Segment Start: Material for this task
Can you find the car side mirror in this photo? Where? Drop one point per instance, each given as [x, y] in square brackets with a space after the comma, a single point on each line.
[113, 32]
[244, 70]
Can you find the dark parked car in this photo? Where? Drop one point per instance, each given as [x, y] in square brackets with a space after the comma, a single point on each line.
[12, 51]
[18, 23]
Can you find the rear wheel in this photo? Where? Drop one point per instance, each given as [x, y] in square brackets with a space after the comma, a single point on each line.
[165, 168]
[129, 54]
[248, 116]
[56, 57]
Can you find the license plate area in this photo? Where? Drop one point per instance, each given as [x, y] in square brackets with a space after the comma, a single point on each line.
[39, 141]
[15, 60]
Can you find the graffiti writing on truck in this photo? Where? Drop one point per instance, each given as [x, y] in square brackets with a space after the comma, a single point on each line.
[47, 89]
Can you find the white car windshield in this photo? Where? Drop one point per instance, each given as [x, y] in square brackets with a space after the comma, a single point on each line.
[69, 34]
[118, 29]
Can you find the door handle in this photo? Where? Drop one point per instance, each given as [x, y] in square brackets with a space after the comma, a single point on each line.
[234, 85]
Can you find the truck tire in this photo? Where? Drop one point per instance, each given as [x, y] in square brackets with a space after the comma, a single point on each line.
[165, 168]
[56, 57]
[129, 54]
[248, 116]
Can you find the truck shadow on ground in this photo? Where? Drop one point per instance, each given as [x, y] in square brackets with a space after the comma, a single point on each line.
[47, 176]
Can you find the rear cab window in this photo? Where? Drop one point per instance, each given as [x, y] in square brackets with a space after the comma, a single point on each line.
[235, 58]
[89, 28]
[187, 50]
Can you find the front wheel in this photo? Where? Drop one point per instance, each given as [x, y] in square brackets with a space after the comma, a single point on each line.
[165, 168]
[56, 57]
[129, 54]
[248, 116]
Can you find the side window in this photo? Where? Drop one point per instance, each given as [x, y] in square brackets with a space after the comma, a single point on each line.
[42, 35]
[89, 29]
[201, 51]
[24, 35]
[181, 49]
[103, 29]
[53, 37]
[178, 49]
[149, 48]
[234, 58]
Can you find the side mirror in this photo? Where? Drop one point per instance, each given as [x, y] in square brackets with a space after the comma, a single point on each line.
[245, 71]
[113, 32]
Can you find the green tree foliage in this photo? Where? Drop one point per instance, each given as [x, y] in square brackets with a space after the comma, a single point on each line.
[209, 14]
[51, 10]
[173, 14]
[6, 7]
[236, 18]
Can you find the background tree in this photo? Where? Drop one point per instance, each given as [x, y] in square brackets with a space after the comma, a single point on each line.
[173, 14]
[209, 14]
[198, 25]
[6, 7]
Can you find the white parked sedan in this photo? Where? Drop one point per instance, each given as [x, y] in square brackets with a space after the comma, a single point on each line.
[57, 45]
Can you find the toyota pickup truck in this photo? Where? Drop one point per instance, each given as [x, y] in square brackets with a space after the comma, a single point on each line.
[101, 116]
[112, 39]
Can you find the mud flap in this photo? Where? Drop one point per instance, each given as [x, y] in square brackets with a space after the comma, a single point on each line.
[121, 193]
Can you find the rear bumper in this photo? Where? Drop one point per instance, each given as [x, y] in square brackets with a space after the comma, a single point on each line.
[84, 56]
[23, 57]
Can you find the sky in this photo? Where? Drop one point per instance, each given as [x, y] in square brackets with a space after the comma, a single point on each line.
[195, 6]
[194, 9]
Segment End: Material for this task
(Required work)
Everything from the line containing "Can you find the mud" through the final line of the listing, inclusive, must be reproduced exactly; leave out the rest.

(Solution to this task)
Can you find the mud flap in this photo? Where? Drop one point per instance, each given as [x, y] in square brackets with a space after the comma, a single point on each line.
[121, 193]
Can you find the rear bumper in this photo? Where? Drop one point per instance, each given as [x, y] in square brackets with a space after the comma, a single point on each line.
[84, 56]
[23, 57]
Can you find the sky in this photo? Where? Drop one point per instance, each given as [x, y] in square brackets with a space after the comma, a single point on each line.
[195, 6]
[194, 9]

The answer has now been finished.